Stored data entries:

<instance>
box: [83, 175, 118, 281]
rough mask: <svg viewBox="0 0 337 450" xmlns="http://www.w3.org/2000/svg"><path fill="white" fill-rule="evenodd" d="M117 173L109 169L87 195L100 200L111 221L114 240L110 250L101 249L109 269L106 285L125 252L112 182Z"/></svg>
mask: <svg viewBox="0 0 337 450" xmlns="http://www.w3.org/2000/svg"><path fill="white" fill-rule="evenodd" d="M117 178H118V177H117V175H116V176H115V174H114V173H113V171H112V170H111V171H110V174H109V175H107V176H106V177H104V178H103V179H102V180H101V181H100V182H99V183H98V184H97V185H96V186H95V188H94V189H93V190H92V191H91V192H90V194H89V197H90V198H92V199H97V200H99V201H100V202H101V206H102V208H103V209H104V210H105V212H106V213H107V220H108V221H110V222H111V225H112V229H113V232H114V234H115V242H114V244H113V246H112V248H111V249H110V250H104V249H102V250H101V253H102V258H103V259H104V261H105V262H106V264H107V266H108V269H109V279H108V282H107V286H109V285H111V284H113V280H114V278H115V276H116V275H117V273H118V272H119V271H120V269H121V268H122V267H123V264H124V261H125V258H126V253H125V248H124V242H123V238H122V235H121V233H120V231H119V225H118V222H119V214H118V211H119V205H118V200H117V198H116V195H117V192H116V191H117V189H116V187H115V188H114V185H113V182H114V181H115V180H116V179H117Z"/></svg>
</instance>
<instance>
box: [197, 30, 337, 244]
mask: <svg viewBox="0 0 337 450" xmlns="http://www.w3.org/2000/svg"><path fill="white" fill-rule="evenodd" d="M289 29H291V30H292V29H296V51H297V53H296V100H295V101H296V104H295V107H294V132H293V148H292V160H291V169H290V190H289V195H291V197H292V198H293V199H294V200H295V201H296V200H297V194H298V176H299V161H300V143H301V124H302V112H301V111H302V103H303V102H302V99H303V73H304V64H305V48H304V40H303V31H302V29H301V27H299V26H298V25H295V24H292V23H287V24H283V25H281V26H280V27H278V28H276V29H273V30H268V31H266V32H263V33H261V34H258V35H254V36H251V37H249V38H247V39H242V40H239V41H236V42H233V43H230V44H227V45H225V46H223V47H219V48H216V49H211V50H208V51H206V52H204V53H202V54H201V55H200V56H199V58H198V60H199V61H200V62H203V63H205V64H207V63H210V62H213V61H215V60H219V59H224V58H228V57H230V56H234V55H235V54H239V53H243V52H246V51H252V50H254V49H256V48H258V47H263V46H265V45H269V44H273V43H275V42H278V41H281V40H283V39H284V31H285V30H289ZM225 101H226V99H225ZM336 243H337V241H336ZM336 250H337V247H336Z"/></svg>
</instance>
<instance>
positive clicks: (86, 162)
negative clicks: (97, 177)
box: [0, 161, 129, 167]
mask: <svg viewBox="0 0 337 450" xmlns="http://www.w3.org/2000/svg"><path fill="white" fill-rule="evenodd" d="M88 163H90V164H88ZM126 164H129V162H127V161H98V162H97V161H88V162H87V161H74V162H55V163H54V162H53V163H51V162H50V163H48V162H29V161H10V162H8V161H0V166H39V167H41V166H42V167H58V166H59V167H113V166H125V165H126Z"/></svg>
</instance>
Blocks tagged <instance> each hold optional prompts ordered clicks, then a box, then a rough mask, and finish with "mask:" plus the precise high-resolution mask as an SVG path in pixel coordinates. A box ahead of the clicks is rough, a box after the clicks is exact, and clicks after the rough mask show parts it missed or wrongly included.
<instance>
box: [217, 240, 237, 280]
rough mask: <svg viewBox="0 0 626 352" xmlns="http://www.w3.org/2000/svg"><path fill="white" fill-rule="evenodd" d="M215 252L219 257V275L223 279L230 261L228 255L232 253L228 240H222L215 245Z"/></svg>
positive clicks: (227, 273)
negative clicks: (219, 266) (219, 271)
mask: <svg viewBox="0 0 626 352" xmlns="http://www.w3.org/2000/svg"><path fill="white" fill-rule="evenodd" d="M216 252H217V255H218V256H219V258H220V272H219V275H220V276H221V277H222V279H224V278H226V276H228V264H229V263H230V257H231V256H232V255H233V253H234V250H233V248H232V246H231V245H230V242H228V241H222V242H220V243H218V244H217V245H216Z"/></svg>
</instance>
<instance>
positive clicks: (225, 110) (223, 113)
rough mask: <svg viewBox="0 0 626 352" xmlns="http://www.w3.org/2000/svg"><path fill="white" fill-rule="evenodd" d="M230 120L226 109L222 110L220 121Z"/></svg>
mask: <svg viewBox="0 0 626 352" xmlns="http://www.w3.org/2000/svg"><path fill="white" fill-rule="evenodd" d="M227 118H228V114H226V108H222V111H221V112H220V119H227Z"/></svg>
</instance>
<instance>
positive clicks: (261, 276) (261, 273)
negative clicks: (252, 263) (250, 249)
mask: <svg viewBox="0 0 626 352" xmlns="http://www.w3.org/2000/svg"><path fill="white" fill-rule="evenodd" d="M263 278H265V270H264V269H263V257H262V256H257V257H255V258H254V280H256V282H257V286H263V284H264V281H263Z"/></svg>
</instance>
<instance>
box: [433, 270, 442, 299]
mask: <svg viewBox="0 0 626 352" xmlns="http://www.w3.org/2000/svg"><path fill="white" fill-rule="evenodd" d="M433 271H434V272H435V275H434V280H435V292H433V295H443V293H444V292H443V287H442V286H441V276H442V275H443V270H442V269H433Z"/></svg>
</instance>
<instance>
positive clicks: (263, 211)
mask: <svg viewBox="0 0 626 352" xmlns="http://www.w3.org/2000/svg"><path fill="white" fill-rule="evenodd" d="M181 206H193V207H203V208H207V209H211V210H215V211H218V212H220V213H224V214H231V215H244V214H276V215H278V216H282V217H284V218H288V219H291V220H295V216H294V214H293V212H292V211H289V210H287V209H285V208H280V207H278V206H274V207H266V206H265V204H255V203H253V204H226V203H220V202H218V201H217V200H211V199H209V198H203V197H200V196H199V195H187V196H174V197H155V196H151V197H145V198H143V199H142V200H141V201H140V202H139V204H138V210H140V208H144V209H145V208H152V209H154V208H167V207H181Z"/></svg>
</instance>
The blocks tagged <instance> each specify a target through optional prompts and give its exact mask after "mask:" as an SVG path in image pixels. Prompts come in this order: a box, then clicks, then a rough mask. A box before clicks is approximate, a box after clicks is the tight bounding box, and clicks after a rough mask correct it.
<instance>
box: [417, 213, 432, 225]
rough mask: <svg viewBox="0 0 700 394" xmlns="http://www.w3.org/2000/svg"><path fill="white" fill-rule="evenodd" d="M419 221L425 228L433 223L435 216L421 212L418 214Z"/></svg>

**ASSIGNMENT:**
Please write out all of the records above, character for character.

**ANSWER TO THE PROBLEM:**
<instance>
box: [83, 175, 118, 281]
rough mask: <svg viewBox="0 0 337 450" xmlns="http://www.w3.org/2000/svg"><path fill="white" fill-rule="evenodd" d="M117 173L109 169L87 195L100 200L111 221L114 240L110 250L101 249L109 269L106 285L125 252L112 182Z"/></svg>
mask: <svg viewBox="0 0 337 450" xmlns="http://www.w3.org/2000/svg"><path fill="white" fill-rule="evenodd" d="M117 178H118V177H117V175H116V176H115V174H114V173H113V171H112V170H111V171H110V174H109V175H107V176H106V177H104V178H103V179H102V180H101V181H100V182H99V183H98V184H97V185H96V186H95V188H94V189H93V190H92V191H91V192H90V194H89V197H90V198H92V199H97V200H99V201H100V202H101V206H102V208H103V209H104V210H105V212H106V213H107V220H108V221H110V222H111V225H112V229H113V232H114V234H115V242H114V244H113V246H112V248H111V249H110V250H104V249H102V250H101V253H102V258H103V259H104V261H105V262H106V264H107V266H108V269H109V279H108V282H107V286H109V285H111V284H113V280H114V278H115V276H116V275H117V273H118V272H119V271H120V269H121V268H122V267H123V264H124V261H125V258H126V253H125V248H124V242H123V238H122V235H121V233H120V231H119V225H118V222H119V214H118V211H119V205H118V200H117V198H116V195H117V192H116V191H117V189H116V187H115V188H114V185H113V182H114V181H115V180H116V179H117Z"/></svg>
</instance>
<instance>
box: [197, 30, 337, 244]
mask: <svg viewBox="0 0 337 450" xmlns="http://www.w3.org/2000/svg"><path fill="white" fill-rule="evenodd" d="M289 29H291V30H292V29H296V51H297V53H296V100H295V101H296V104H295V107H294V132H293V148H292V160H291V169H290V190H289V195H291V197H292V198H293V199H294V200H295V201H296V200H297V194H298V176H299V161H300V143H301V124H302V112H301V111H302V103H303V102H302V99H303V73H304V64H305V48H304V40H303V31H302V29H301V27H299V26H298V25H295V24H292V23H287V24H283V25H281V26H280V27H278V28H276V29H273V30H268V31H266V32H263V33H261V34H258V35H254V36H251V37H249V38H247V39H242V40H239V41H236V42H233V43H230V44H227V45H225V46H223V47H219V48H216V49H211V50H208V51H206V52H204V53H202V54H201V55H200V56H199V58H198V60H199V61H200V62H203V63H205V64H207V63H210V62H213V61H215V60H219V59H224V58H228V57H230V56H234V55H235V54H239V53H243V52H246V51H252V50H254V49H256V48H258V47H263V46H265V45H269V44H273V43H275V42H278V41H281V40H283V39H284V31H285V30H289ZM225 101H226V99H225ZM336 243H337V241H336ZM336 250H337V247H336Z"/></svg>
</instance>
<instance>
positive clicks: (86, 162)
negative clicks: (97, 177)
box: [0, 161, 129, 167]
mask: <svg viewBox="0 0 337 450" xmlns="http://www.w3.org/2000/svg"><path fill="white" fill-rule="evenodd" d="M88 163H90V164H88ZM126 164H129V162H127V161H98V162H97V161H88V162H87V161H74V162H55V163H54V162H53V163H51V162H50V163H48V162H29V161H10V162H8V161H0V166H39V167H41V166H42V167H58V166H59V167H113V166H125V165H126Z"/></svg>
</instance>
Blocks tagged <instance> each hold optional prompts ordered clicks, then a box, then a rough mask, and finish with "mask:" plus the precise high-resolution mask as an SVG path in pixel coordinates. A box ahead of the clicks is rough, a box after the clicks is exact, and clicks after the rough mask show parts it missed or wrongly included.
<instance>
box: [217, 240, 237, 280]
rough mask: <svg viewBox="0 0 626 352" xmlns="http://www.w3.org/2000/svg"><path fill="white" fill-rule="evenodd" d="M215 252L219 257V275L223 279L230 261L228 255L232 253L228 240H222L215 245Z"/></svg>
positive clicks: (227, 273)
negative clicks: (219, 266) (219, 271)
mask: <svg viewBox="0 0 626 352" xmlns="http://www.w3.org/2000/svg"><path fill="white" fill-rule="evenodd" d="M216 252H217V255H218V256H219V258H220V272H219V275H220V276H221V277H222V279H224V278H226V276H228V264H229V263H230V257H231V256H232V255H233V253H234V250H233V248H232V246H231V245H230V242H228V241H222V242H220V243H218V244H217V245H216Z"/></svg>
</instance>
<instance>
positive clicks: (225, 110) (223, 113)
rough mask: <svg viewBox="0 0 626 352" xmlns="http://www.w3.org/2000/svg"><path fill="white" fill-rule="evenodd" d="M230 120L226 109L222 110L220 121Z"/></svg>
mask: <svg viewBox="0 0 626 352" xmlns="http://www.w3.org/2000/svg"><path fill="white" fill-rule="evenodd" d="M227 118H228V114H226V108H222V111H221V112H220V119H227Z"/></svg>
</instance>
<instance>
positive clicks: (261, 276) (261, 273)
negative clicks: (252, 263) (250, 249)
mask: <svg viewBox="0 0 626 352" xmlns="http://www.w3.org/2000/svg"><path fill="white" fill-rule="evenodd" d="M263 278H265V270H264V269H263V257H262V256H257V257H255V258H254V280H256V282H257V286H263V284H264V281H263Z"/></svg>
</instance>
<instance>
box: [433, 270, 442, 299]
mask: <svg viewBox="0 0 626 352" xmlns="http://www.w3.org/2000/svg"><path fill="white" fill-rule="evenodd" d="M433 271H434V272H435V275H434V280H435V292H433V295H443V293H444V292H443V287H442V286H441V276H442V275H443V270H442V269H433Z"/></svg>
</instance>
<instance>
positive clicks: (263, 211)
mask: <svg viewBox="0 0 626 352" xmlns="http://www.w3.org/2000/svg"><path fill="white" fill-rule="evenodd" d="M181 206H193V207H203V208H207V209H211V210H215V211H218V212H220V213H224V214H231V215H244V214H276V215H278V216H282V217H284V218H288V219H291V220H295V216H294V214H293V212H292V211H289V210H287V209H285V208H280V207H278V206H274V207H266V206H265V204H255V203H253V204H226V203H220V202H218V201H217V200H211V199H209V198H203V197H200V196H199V195H187V196H174V197H155V196H151V197H145V198H143V199H142V200H141V201H140V202H139V204H138V210H140V208H144V209H145V208H152V209H154V208H167V207H181Z"/></svg>
</instance>
The blocks tagged <instance> each specify a target through optional prompts and give its exact mask after "mask:" as an SVG path in image pixels. Prompts come in this order: a box, then clicks, then a rough mask. A box before clicks is approximate, a box after clicks is the tight bounding box, and clicks after a rough mask correct it.
<instance>
box: [417, 213, 432, 225]
rough mask: <svg viewBox="0 0 700 394" xmlns="http://www.w3.org/2000/svg"><path fill="white" fill-rule="evenodd" d="M419 221L425 228L433 223L435 216L421 212L418 214Z"/></svg>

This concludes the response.